• [What the task asks]
Extract every line of the rows below verbatim, and leave the pictures out of your copy.
________________________
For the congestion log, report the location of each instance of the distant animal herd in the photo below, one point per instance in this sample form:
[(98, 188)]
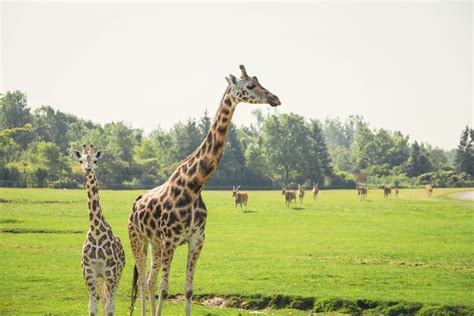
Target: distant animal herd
[(290, 196)]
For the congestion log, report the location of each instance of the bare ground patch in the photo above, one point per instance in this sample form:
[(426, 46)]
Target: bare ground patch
[(414, 264)]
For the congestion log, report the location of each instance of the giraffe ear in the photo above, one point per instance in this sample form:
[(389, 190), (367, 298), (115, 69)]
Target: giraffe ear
[(231, 79), (76, 154), (99, 154)]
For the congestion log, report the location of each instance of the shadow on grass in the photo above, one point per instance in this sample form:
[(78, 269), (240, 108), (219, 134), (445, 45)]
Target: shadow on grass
[(38, 231), (328, 304), (249, 211)]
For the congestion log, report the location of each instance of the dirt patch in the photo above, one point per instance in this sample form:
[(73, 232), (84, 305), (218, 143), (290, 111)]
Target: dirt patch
________________________
• [Output]
For the congestion log, report the location of each instance of the distant animal herd in the photo below, one point per instance in this sample form:
[(98, 188)]
Target: distant animal herd
[(290, 196)]
For the congestion log, report the location of each instance of the bare ground patch in the photo above, one point per instance in this sample form:
[(426, 46)]
Target: bare ground patch
[(414, 264)]
For the congestion log, report the location of each instance of the giraffe ear in the photo above, one point per instance in this sample form:
[(389, 190), (367, 298), (115, 69)]
Target: giraffe ear
[(231, 79), (76, 154), (99, 154)]
For the congestion log, report the location of each instance of the shadow on grass in the photo above, one point per instance in this sample form:
[(78, 269), (240, 108), (219, 134), (445, 45)]
Target: shadow on grass
[(38, 231), (328, 304), (249, 211)]
For the congestion log, report the location of each instance of the dirt patch in the photo above, one point per instance in this sample form:
[(73, 232), (84, 305), (218, 143), (290, 111)]
Target: dirt patch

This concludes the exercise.